EXERCISE DETAILS
Identify each line in the records below that contains the word "window", and copy those lines.

(A block of data)
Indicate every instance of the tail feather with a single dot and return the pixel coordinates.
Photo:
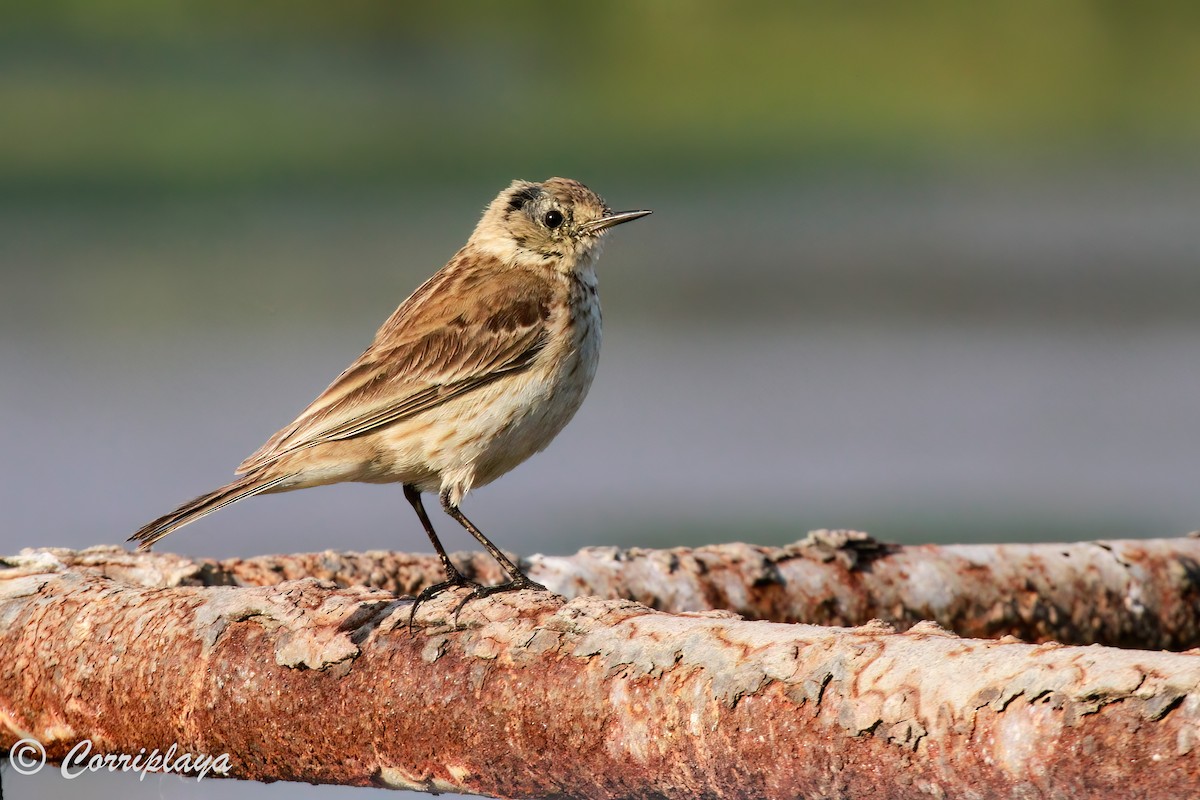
(244, 487)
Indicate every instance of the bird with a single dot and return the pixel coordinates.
(475, 372)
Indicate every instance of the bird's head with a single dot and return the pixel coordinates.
(559, 221)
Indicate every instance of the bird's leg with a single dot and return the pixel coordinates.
(517, 579)
(454, 577)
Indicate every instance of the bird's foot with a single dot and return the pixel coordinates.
(453, 581)
(514, 584)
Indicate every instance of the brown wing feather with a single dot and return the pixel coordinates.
(466, 326)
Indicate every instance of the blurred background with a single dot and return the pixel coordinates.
(928, 270)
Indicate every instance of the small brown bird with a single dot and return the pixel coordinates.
(477, 371)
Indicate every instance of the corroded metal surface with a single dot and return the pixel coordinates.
(1132, 594)
(534, 696)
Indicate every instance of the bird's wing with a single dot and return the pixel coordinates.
(461, 330)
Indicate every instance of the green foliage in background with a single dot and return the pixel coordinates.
(161, 95)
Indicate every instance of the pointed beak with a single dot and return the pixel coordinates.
(611, 220)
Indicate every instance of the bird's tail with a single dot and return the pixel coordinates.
(244, 487)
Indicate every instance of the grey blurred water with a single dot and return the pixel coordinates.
(929, 361)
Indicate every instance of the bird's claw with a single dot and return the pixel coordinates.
(455, 581)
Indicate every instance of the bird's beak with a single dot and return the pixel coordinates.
(611, 220)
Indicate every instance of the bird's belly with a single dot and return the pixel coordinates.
(474, 439)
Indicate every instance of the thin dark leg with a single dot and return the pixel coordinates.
(414, 498)
(454, 577)
(517, 579)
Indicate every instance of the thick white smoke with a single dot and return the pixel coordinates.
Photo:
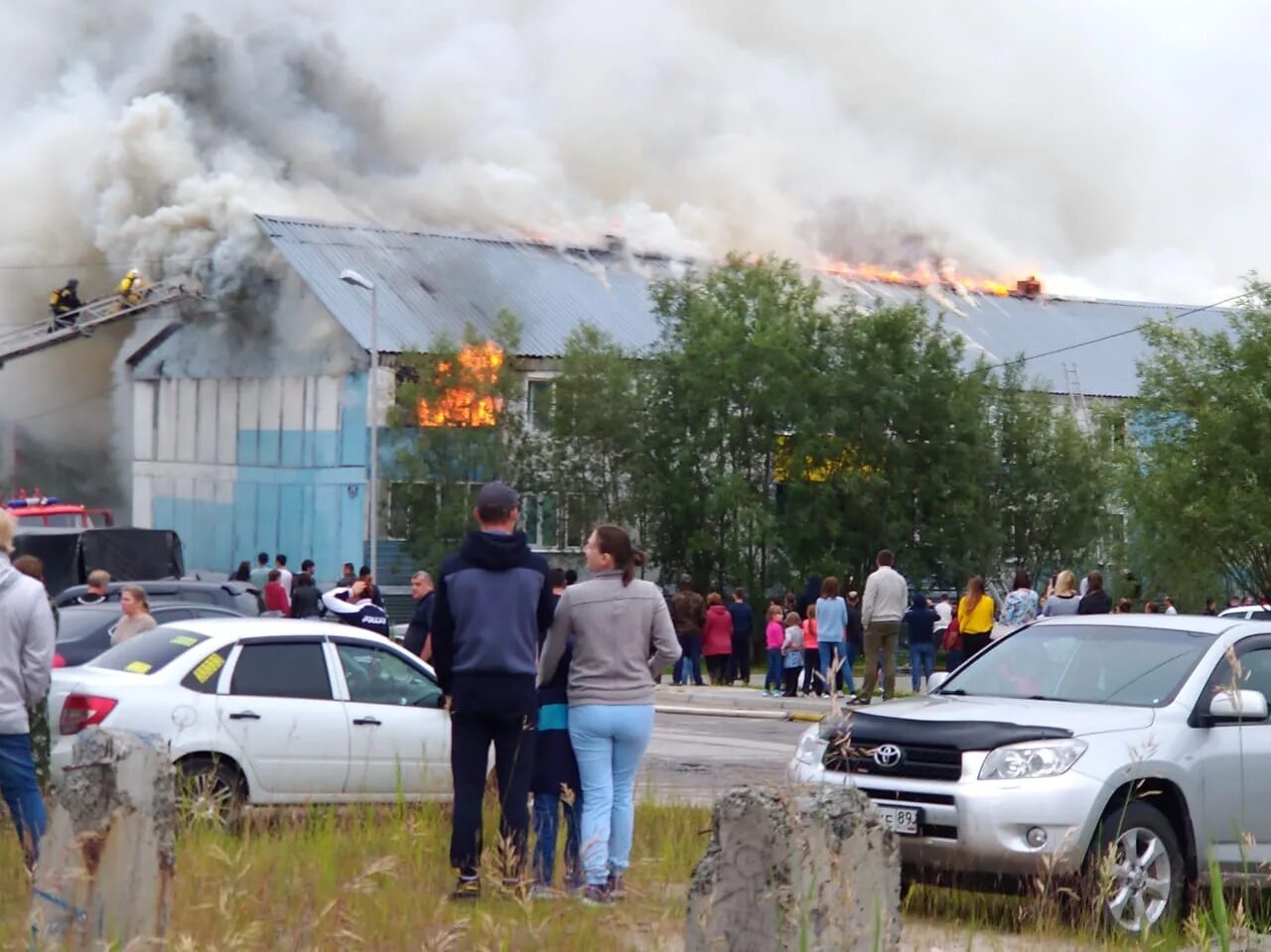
(1113, 144)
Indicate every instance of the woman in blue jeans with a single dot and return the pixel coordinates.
(622, 637)
(831, 625)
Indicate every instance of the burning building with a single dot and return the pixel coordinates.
(253, 435)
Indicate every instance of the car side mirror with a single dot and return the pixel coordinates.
(1238, 706)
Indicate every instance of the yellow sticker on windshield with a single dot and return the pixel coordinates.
(208, 667)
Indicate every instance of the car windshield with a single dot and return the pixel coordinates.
(73, 624)
(1084, 663)
(150, 651)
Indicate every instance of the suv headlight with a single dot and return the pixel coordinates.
(811, 748)
(1021, 761)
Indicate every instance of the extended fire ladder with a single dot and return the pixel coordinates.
(1076, 397)
(53, 331)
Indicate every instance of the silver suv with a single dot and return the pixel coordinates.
(1126, 748)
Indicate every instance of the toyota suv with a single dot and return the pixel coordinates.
(1133, 748)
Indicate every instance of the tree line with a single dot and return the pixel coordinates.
(775, 432)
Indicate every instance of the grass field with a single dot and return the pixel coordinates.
(377, 879)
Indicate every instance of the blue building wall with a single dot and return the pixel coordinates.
(263, 466)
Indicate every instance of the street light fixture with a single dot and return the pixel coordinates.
(353, 277)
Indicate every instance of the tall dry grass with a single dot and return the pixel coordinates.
(379, 878)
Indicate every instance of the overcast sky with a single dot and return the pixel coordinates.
(1116, 148)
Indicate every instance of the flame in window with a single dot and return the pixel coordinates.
(467, 398)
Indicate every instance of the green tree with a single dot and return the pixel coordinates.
(1198, 485)
(897, 456)
(579, 456)
(730, 376)
(1050, 494)
(455, 422)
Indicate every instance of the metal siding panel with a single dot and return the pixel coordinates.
(209, 415)
(183, 512)
(353, 436)
(143, 501)
(166, 439)
(222, 529)
(326, 547)
(245, 542)
(271, 422)
(307, 521)
(187, 420)
(249, 424)
(353, 531)
(268, 515)
(291, 501)
(326, 432)
(226, 421)
(293, 438)
(164, 503)
(144, 420)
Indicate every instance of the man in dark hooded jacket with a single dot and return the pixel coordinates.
(494, 602)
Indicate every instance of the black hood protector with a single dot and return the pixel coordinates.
(870, 730)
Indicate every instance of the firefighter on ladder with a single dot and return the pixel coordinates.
(65, 304)
(131, 289)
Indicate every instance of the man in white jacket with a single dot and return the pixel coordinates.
(27, 637)
(885, 603)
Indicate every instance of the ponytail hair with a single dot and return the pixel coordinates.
(613, 540)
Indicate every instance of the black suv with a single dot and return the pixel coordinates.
(238, 598)
(84, 630)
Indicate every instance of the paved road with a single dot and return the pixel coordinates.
(694, 757)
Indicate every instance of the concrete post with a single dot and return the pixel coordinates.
(795, 871)
(107, 861)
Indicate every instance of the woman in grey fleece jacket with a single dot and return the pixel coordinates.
(623, 637)
(27, 639)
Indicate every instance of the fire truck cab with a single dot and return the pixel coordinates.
(46, 511)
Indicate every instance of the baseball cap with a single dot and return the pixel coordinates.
(497, 495)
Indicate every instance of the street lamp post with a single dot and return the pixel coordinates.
(353, 277)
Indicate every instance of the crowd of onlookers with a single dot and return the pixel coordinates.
(817, 637)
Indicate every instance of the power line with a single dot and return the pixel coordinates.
(84, 264)
(1134, 330)
(73, 404)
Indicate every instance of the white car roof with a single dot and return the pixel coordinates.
(1206, 624)
(227, 629)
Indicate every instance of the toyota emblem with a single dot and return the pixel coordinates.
(889, 755)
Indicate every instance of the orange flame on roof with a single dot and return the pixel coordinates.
(925, 276)
(468, 402)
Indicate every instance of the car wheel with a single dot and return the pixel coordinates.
(1139, 869)
(210, 791)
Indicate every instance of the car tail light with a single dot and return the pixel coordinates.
(82, 711)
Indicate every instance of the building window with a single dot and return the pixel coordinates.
(539, 519)
(556, 524)
(577, 524)
(540, 399)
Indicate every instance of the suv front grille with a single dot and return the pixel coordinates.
(922, 762)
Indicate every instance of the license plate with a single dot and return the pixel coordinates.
(902, 820)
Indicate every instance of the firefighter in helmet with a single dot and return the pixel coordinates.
(65, 303)
(130, 289)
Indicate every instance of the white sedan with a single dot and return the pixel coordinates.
(267, 711)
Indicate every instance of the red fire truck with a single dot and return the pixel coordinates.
(49, 511)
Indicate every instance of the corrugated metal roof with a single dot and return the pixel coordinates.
(434, 284)
(431, 284)
(1003, 328)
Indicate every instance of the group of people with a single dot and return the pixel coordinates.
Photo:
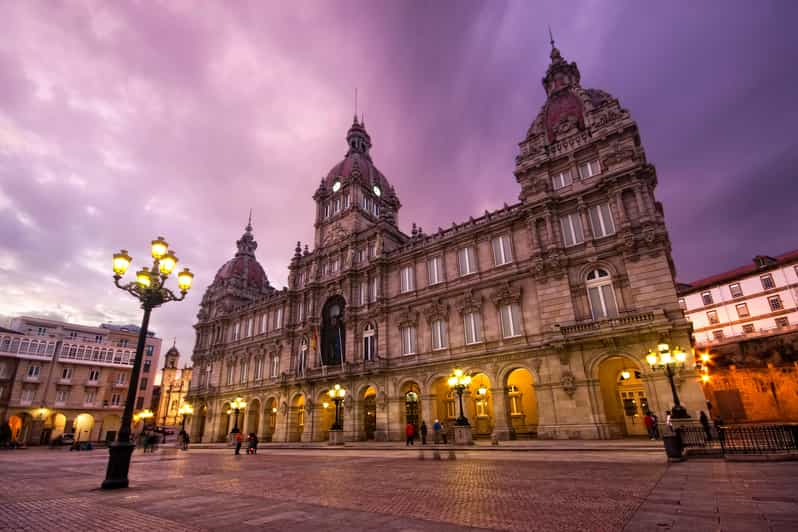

RESPONSE TO THIS TASK
Indicate every instance of the flame in window with a single dot and return the pixel coordinates.
Indicate every instance of the building window with a single dot and return the pixel coordinates.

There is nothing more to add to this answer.